> _ACTION ITEM 1_
Answer these questions from the blog post about fruit:
(a) On which website was the article first published?
(b) Who is credited for the image?
(c) Which three sources are named as giving conflicting messages about fruit?
> _ACTION ITEM 2_
Duplicate the part of the blog post about fruit starting at "Image: Lauren Purnell" and ending at "a bit confused.".

> _GIVEN PASSAGE_
-------------------------
Today on the blog I’m going to share an article that I had published on www.welltodo.com this week with some important messages on something I get asked about a lot…fruit!
If you’re reading this here it’s likely you sit in the craving control camp and so do consider the fruit you eat. However, it’s worth getting your head around this messaging because as you start to lead a lower sugar life or make positive change, you may well get asked about fruit by others and can come unstuck how to answer (I know I did for a while). It’s very important not to communicate fruit as a sugar villain to others who aren’t controlled by sugar.
Image: Lauren Purnell
To fruit or not to fruit
It’s the topic that’s on everyone’s lips. What is the deal with fruit on a sugar-free or low sugar diet?
You read conflicting messages – health magazines say one thing, nutritionists say another and your personal trainer has an altogether different view. With differing messages, you can end up a bit confused.
-------------------------
> _AVAILABLE DATA_
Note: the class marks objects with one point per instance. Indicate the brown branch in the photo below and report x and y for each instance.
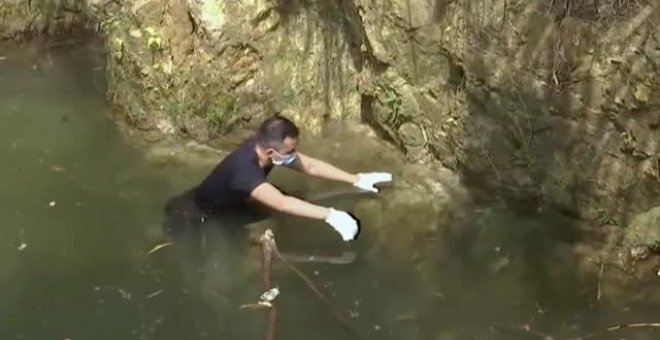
-------------------------
> _WRITTEN RESPONSE 1_
(a) www.welltodo.com
(b) Lauren Purnell
(c) Health magazines, nutritionists and your personal trainer

> _WRITTEN RESPONSE 2_
Image: Lauren Purnell
To fruit or not to fruit
It’s the topic that’s on everyone’s lips. What is the deal with fruit on a sugar-free or low sugar diet?
You read conflicting messages – health magazines say one thing, nutritionists say another and your personal trainer has an altogether different view. With differing messages, you can end up a bit confused.